Exercise details
As an exercise, copy out the entries exactly as written.

Natural language region descriptions:
════════════════════

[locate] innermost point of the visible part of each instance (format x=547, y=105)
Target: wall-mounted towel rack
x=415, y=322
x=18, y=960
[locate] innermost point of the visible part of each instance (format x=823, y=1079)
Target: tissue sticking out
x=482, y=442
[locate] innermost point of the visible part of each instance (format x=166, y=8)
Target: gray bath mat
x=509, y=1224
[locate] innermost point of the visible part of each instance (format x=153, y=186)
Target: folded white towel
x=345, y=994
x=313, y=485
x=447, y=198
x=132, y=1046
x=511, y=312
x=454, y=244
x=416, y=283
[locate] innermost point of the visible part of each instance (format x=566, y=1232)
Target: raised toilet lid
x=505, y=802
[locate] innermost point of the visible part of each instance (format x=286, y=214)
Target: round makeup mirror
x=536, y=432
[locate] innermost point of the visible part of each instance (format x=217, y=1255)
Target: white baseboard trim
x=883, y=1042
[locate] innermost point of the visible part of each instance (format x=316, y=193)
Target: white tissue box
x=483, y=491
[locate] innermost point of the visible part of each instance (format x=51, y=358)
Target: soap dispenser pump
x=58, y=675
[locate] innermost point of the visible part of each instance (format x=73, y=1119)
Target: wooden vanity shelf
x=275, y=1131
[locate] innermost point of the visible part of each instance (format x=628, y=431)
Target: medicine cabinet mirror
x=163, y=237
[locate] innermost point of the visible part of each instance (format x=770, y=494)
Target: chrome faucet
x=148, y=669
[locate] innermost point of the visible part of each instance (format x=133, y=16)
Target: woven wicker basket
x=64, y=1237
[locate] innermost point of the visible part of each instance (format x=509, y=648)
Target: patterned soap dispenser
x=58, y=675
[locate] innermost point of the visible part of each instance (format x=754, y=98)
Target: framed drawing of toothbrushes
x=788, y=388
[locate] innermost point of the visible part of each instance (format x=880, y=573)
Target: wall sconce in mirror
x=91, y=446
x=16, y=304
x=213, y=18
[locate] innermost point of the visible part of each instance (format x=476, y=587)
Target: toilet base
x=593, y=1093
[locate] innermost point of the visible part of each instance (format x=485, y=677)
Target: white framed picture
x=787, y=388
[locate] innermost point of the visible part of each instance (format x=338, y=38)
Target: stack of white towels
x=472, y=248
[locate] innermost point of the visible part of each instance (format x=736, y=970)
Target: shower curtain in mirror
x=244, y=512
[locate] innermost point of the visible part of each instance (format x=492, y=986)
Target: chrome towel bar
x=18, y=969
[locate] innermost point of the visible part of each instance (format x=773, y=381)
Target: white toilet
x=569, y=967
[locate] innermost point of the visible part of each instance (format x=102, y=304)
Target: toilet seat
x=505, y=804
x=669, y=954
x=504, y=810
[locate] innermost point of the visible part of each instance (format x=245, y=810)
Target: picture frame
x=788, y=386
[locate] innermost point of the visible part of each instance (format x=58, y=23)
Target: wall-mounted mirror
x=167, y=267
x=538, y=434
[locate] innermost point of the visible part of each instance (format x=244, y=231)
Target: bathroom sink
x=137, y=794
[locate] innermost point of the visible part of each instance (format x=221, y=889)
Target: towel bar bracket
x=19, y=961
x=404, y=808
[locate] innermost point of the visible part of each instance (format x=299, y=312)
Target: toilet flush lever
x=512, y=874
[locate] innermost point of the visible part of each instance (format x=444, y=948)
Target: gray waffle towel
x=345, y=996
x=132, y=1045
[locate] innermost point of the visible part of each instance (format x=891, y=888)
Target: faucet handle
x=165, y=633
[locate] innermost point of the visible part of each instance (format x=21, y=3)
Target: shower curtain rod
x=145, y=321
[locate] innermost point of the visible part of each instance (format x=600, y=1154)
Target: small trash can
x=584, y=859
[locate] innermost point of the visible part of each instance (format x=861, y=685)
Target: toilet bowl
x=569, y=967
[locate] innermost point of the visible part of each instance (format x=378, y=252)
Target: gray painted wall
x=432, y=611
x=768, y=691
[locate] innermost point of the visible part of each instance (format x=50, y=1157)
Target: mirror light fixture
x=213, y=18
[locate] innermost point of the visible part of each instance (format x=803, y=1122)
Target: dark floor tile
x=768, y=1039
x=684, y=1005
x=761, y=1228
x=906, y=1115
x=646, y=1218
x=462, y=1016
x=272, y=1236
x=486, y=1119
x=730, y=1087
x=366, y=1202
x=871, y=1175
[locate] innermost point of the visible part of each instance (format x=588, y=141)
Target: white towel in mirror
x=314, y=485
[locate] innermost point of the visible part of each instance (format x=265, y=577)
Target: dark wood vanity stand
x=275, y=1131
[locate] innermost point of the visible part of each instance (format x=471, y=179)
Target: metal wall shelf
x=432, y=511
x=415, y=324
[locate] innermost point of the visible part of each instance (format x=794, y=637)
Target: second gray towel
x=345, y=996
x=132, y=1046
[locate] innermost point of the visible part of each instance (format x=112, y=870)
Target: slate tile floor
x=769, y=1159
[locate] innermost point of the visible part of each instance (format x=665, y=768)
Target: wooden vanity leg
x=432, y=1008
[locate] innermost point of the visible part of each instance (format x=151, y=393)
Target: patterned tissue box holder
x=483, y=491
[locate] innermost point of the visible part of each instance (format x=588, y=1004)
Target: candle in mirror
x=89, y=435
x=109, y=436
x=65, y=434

════════════════════

Solution to the problem
[locate] innermost point of the visible part of each instance (format x=547, y=105)
Target: wall-mounted towel rack
x=415, y=322
x=18, y=960
[locate] innermost point of the visible part of each instance (format x=823, y=1079)
Target: tissue sticking out
x=482, y=442
[locate] innermost point of the visible part of each instance (format x=166, y=8)
Target: gray bath mat
x=509, y=1224
[locate] innermost point of the visible part of each instance (format x=153, y=186)
Target: folded white towel
x=345, y=994
x=313, y=485
x=447, y=198
x=132, y=1046
x=511, y=312
x=454, y=244
x=416, y=283
[locate] innermost point of the visible part of each instance (format x=566, y=1232)
Target: raised toilet lid
x=505, y=802
[locate] innermost point of the visible part of each instance (format x=286, y=214)
Target: round makeup mirror
x=536, y=432
[locate] innermost point of the visible part of each instance (format x=217, y=1255)
Target: white baseboard trim
x=883, y=1042
[locate] innermost point of the visible part of each instance (format x=316, y=193)
Target: white tissue box
x=483, y=491
[locate] innermost point of the visible part of each instance (format x=51, y=358)
Target: soap dispenser pump
x=58, y=675
[locate] innermost point of the visible part of each instance (format x=73, y=1119)
Target: wooden vanity shelf
x=275, y=1131
[locate] innermost point of the visible part of each instance (format x=628, y=431)
Target: medicine cabinet mirror
x=163, y=237
[locate] innermost point of the visible part of each instance (format x=770, y=494)
Target: chrome faucet
x=148, y=669
[locate] innermost point of the visible part of each instance (format x=133, y=16)
Target: woven wicker basket
x=64, y=1237
[locate] innermost point of the visible part of each instance (format x=509, y=648)
Target: patterned soap dispenser
x=58, y=675
[locate] innermost point of the visible part of each instance (format x=754, y=98)
Target: framed drawing of toothbrushes
x=788, y=388
[locate] innermost point of the visible part of each instance (format x=880, y=573)
Target: wall sconce in mirror
x=91, y=446
x=16, y=304
x=213, y=18
[locate] innermost point of the visible part of each instance (format x=476, y=587)
Target: toilet base
x=593, y=1093
[locate] innermost point of the visible part of each instance (format x=485, y=677)
Target: white framed picture
x=787, y=388
[locate] innermost point of the visible part of each instance (format x=338, y=38)
Target: stack of white towels
x=472, y=248
[locate] innermost point of the visible part of each instance (format x=736, y=970)
Target: shower curtain in mirror
x=244, y=512
[locate] innermost point of the visible part of each instance (format x=492, y=986)
Target: chrome towel bar
x=18, y=969
[locate] innermost point of the visible part of each instance (format x=773, y=381)
Target: white toilet
x=569, y=967
[locate] innermost point of the visible part of each instance (format x=102, y=304)
Target: toilet seat
x=505, y=804
x=669, y=954
x=504, y=810
[locate] innermost point of the visible part of each instance (format x=245, y=810)
Target: picture frame
x=788, y=386
[locate] innermost point of the visible part of each instance (format x=58, y=23)
Target: wall-mounted mirror
x=167, y=267
x=538, y=434
[locate] innermost point of the visible part of each instance (format x=244, y=231)
Target: bathroom sink
x=137, y=794
[locate] innermost point of the visible part of each instance (format x=221, y=889)
Target: towel bar bracket
x=19, y=961
x=404, y=808
[locate] innermost point of the visible part of each instance (format x=299, y=312)
Target: toilet flush lever
x=512, y=874
[locate] innermost point of the visible part of each instance (format x=444, y=948)
Target: gray waffle towel
x=345, y=996
x=132, y=1045
[locate] innermost point of the visible part of each instance (format x=891, y=888)
Target: faucet handle
x=165, y=633
[locate] innermost point of the visible part of each instance (format x=21, y=3)
Target: shower curtain rod
x=145, y=321
[locate] innermost point of the visible part of each instance (format x=600, y=1154)
Target: small trash can
x=584, y=859
[locate] innermost point of the visible part of each instance (format x=861, y=685)
Target: toilet bowl
x=569, y=967
[locate] innermost point of the visible part of each instance (format x=378, y=252)
Target: gray painted wall
x=432, y=611
x=768, y=691
[locate] innermost point of the visible part of each instance (format x=50, y=1157)
Target: mirror light fixture
x=213, y=18
[locate] innermost point of the visible part of each instance (format x=803, y=1122)
Target: dark floor tile
x=768, y=1039
x=684, y=1005
x=761, y=1228
x=906, y=1115
x=646, y=1218
x=462, y=1016
x=272, y=1236
x=486, y=1119
x=730, y=1087
x=366, y=1202
x=871, y=1175
[locate] innermost point of the visible part of each instance (format x=588, y=141)
Target: white towel in mirror
x=314, y=485
[locate] innermost point of the visible part of each instance (format x=265, y=577)
Target: dark wood vanity stand
x=275, y=1131
[locate] innermost point of the visible part of each instance (format x=471, y=179)
Target: metal wall shelf
x=432, y=511
x=415, y=324
[locate] innermost point of the visible part of each instance (format x=794, y=637)
Target: second gray towel
x=345, y=996
x=132, y=1046
[locate] innermost point of the visible part of each instance (format x=112, y=870)
Target: slate tile floor
x=769, y=1159
[locate] innermost point of the visible part of each instance (format x=665, y=768)
Target: wooden vanity leg
x=432, y=1008
[locate] innermost point of the visible part of each instance (format x=151, y=393)
Target: patterned tissue box holder
x=483, y=491
[locate] innermost point of the visible part of each instance (format x=588, y=1004)
Target: candle in mirror
x=89, y=435
x=109, y=436
x=65, y=434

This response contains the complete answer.